SET TASK: Copy the items in the part that opens with the line containing "Detection target: snow-covered ground" and closes with the line containing "0,93 -> 210,140", requests included. Raise every box coordinate in the answers by 44, and leave the requests and their format samples unchanged.

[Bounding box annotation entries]
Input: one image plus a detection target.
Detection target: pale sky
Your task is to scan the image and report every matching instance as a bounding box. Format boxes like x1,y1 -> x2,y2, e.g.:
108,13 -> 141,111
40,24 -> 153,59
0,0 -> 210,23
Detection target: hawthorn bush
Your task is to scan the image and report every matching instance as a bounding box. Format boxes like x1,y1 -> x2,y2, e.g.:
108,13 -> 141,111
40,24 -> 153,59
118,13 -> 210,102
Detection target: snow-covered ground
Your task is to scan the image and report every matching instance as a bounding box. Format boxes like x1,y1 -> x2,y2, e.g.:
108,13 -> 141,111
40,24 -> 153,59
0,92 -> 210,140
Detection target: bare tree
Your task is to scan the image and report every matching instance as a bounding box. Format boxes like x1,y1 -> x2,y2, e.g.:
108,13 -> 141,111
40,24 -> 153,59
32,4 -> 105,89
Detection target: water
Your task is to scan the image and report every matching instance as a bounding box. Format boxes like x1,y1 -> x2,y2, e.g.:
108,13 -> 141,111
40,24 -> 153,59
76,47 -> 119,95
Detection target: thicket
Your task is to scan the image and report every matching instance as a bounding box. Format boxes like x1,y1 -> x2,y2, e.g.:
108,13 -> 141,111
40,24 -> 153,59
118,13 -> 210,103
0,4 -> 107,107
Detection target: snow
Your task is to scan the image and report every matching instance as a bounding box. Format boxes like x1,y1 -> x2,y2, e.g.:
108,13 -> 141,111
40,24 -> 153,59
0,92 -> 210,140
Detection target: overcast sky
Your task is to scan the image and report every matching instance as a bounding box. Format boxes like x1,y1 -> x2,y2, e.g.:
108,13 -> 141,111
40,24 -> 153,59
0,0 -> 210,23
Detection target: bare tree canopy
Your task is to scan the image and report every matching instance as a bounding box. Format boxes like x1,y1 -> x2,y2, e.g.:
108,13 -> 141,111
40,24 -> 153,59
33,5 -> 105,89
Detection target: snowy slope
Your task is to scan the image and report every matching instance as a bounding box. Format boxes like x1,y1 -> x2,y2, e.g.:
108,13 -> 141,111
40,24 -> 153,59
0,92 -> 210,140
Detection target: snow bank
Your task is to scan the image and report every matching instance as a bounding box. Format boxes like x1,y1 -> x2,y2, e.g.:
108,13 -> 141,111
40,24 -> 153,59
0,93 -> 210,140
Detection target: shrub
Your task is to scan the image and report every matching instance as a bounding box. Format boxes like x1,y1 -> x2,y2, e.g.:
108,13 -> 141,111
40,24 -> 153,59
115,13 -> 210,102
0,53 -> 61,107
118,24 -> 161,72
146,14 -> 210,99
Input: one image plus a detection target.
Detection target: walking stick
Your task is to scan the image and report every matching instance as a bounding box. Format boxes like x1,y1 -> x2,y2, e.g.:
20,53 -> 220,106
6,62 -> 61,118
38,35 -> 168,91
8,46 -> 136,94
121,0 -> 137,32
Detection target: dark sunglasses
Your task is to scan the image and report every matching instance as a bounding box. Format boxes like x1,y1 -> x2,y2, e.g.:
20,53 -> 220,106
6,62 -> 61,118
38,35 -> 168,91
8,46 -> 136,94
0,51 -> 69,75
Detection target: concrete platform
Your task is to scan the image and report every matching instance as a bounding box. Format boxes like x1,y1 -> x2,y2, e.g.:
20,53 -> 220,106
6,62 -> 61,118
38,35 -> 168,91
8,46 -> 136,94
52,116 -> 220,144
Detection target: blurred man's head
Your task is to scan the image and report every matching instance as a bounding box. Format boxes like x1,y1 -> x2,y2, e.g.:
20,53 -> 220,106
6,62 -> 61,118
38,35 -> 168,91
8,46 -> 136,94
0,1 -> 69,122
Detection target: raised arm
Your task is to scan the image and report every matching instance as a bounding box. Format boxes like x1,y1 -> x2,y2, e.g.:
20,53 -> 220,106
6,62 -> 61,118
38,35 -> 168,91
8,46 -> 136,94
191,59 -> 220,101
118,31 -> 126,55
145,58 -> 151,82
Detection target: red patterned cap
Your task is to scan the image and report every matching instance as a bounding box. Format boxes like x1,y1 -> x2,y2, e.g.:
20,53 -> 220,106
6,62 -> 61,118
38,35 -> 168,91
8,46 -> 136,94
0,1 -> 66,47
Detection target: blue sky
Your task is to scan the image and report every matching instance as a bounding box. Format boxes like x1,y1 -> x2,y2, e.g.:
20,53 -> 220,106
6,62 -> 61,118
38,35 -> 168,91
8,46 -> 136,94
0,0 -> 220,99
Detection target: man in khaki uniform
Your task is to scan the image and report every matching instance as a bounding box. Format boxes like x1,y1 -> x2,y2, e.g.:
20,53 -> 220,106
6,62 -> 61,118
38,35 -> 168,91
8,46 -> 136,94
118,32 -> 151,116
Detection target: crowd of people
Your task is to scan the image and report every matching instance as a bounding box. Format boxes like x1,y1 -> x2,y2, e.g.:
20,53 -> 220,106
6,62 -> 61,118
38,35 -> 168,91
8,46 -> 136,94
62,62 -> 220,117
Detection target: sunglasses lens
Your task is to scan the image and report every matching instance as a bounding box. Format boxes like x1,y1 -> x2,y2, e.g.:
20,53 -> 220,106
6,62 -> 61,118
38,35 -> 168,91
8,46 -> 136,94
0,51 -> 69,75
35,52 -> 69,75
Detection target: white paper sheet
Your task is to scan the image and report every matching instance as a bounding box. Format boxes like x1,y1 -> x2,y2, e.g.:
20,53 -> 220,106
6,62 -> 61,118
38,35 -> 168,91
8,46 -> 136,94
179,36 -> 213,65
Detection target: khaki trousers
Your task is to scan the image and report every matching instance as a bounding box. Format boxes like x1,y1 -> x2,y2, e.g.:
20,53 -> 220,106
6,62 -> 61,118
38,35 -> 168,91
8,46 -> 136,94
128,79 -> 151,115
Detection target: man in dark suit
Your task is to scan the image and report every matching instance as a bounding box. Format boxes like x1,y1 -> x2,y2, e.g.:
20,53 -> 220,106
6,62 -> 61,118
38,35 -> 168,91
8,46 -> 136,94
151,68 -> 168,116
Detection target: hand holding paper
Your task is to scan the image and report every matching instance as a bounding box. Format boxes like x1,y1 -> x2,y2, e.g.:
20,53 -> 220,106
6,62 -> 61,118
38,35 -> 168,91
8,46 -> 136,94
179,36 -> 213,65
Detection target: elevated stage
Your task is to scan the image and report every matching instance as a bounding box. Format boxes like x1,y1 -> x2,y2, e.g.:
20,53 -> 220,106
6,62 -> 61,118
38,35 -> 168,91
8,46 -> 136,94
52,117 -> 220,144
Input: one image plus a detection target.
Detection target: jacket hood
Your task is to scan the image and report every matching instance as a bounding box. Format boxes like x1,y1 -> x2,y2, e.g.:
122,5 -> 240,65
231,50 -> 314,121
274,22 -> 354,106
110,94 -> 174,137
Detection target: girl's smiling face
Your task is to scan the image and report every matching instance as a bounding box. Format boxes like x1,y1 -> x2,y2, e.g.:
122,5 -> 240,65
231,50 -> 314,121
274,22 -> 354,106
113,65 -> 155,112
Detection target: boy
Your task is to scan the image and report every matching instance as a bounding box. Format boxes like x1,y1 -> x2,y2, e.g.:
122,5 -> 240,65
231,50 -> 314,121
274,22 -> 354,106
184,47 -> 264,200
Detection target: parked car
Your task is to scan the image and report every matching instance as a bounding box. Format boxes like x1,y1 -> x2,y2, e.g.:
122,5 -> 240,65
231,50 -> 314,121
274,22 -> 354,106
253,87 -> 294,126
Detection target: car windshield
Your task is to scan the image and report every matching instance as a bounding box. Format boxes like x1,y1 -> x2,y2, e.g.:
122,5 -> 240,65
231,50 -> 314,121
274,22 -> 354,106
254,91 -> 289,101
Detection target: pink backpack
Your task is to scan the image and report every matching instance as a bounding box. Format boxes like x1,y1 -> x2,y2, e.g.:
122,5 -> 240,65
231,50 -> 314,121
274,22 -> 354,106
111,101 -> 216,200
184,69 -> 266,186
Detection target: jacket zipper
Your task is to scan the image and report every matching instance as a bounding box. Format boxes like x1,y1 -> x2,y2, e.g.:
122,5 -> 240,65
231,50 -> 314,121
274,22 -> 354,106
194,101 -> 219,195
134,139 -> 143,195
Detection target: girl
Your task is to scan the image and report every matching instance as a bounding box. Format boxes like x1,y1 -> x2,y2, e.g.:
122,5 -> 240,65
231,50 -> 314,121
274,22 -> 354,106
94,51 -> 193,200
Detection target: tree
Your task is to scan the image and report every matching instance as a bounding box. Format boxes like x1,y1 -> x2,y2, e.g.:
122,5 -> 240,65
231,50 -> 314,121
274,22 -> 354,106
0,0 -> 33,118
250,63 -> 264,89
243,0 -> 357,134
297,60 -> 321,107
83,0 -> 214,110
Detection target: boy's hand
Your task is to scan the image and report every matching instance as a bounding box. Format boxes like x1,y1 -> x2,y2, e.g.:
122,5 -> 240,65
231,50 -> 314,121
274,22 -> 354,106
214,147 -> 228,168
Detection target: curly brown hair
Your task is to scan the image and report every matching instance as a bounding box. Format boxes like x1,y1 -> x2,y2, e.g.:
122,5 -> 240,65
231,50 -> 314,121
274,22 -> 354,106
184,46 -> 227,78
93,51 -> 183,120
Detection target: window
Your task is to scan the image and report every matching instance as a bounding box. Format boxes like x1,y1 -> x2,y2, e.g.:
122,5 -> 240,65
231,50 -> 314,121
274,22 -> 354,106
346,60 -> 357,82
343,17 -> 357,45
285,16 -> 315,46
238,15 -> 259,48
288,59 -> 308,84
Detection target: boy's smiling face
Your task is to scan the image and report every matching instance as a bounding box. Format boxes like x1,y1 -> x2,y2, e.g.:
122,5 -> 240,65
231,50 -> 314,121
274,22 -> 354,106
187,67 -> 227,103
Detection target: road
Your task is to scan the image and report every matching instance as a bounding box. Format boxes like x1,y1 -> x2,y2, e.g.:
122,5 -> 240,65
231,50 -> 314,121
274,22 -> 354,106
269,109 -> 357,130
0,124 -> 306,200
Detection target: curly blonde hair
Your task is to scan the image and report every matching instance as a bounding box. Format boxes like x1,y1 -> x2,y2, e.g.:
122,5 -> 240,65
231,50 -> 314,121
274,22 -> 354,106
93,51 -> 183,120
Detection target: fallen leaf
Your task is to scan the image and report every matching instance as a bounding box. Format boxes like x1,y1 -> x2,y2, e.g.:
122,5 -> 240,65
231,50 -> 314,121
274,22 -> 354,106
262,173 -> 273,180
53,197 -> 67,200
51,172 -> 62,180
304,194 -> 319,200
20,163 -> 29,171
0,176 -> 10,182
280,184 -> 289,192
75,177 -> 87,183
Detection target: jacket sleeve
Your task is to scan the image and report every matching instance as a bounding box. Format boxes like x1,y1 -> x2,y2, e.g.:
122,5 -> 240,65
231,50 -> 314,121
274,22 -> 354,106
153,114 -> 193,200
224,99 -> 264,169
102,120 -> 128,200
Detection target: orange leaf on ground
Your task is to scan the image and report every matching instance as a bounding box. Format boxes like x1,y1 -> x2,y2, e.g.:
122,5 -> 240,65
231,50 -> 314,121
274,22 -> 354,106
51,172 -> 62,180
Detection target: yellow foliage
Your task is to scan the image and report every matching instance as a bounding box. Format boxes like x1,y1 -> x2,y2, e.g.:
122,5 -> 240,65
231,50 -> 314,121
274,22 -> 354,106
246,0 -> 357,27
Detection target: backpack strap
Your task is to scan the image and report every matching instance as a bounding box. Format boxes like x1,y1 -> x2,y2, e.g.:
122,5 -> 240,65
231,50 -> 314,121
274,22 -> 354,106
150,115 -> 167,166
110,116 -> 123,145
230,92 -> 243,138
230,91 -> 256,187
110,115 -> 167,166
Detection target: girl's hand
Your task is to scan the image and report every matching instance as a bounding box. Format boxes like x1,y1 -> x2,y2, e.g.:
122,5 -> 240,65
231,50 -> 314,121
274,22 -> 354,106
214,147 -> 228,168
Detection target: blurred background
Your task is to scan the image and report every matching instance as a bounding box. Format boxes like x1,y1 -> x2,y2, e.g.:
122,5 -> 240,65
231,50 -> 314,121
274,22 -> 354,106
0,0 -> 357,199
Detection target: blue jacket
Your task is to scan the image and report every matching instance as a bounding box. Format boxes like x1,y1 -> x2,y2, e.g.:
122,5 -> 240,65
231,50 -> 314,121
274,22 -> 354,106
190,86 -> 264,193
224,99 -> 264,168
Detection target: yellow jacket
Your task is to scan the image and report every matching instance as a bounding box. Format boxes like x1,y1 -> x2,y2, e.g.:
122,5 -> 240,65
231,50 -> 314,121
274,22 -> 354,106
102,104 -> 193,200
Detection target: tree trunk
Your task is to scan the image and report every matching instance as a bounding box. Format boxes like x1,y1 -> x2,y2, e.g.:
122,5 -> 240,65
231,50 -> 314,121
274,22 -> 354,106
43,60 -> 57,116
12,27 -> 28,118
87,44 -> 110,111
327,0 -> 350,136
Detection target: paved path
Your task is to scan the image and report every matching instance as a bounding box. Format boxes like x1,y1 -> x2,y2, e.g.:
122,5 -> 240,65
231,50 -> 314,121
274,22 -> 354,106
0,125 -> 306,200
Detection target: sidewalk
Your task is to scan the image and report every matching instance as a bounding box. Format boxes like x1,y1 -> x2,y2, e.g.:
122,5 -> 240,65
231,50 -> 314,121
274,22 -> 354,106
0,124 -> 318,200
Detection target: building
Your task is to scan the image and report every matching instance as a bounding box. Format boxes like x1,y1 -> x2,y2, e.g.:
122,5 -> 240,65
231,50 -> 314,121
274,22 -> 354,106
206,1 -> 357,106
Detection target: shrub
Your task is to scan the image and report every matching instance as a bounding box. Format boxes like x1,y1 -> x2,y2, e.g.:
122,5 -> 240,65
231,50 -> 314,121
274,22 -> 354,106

THE SOLUTION:
Detection target: snow-covered ground
Your task is to scan the image and report every matching instance as a bounding box. Format boxes like x1,y1 -> x2,y2, e.g.:
108,13 -> 141,111
40,24 -> 153,59
44,136 -> 254,184
Detection target: bare tree
Your task is to scan the image and report every matching instance as a bounding box. Format boxes like x1,y1 -> x2,y2, e.g.:
108,13 -> 141,111
40,24 -> 153,59
76,48 -> 149,133
Detection target: water
Your task is to scan the image and report every matching instance as a bounding box. Format boxes like x1,y1 -> x2,y2, e.g.:
108,13 -> 141,111
40,24 -> 153,59
120,91 -> 163,139
Detection target: thicket
Your task is to scan the image and report every matching instance as a bounding box. Format boxes like x1,y1 -> x2,y2, e.g.:
108,13 -> 141,111
40,24 -> 153,59
162,57 -> 254,147
44,48 -> 151,151
Detection target: snow
Your task is to scan the image and report every matching instance as a bounding box. Format boxes like x1,y1 -> x2,y2, e.g.:
108,13 -> 141,111
40,24 -> 153,59
44,136 -> 254,184
Detection target: overcast sky
Your task is to scan the image and report every matching instance as a bounding box. Format boxes like x1,y1 -> x2,y2, e.g.:
108,13 -> 141,111
40,24 -> 153,59
44,44 -> 254,67
Detection target: bare tree canopy
Your task is to scan the image and report every matching instance as a bounding box. Format boxes like x1,y1 -> x2,y2, e.g.:
108,13 -> 141,111
40,24 -> 153,59
77,49 -> 149,133
Detection target: snowy slope
Your task is to scan the image and report every matching instance as a bounding box. Format boxes like x1,y1 -> x2,y2, e.g.:
108,13 -> 141,111
40,24 -> 153,59
44,136 -> 254,184
Detection target: snow bank
Your task is to scan the image and report every matching instance as a bounding box. Format boxes like x1,y1 -> x2,y2, e.g.:
108,13 -> 141,111
40,24 -> 153,59
44,137 -> 254,184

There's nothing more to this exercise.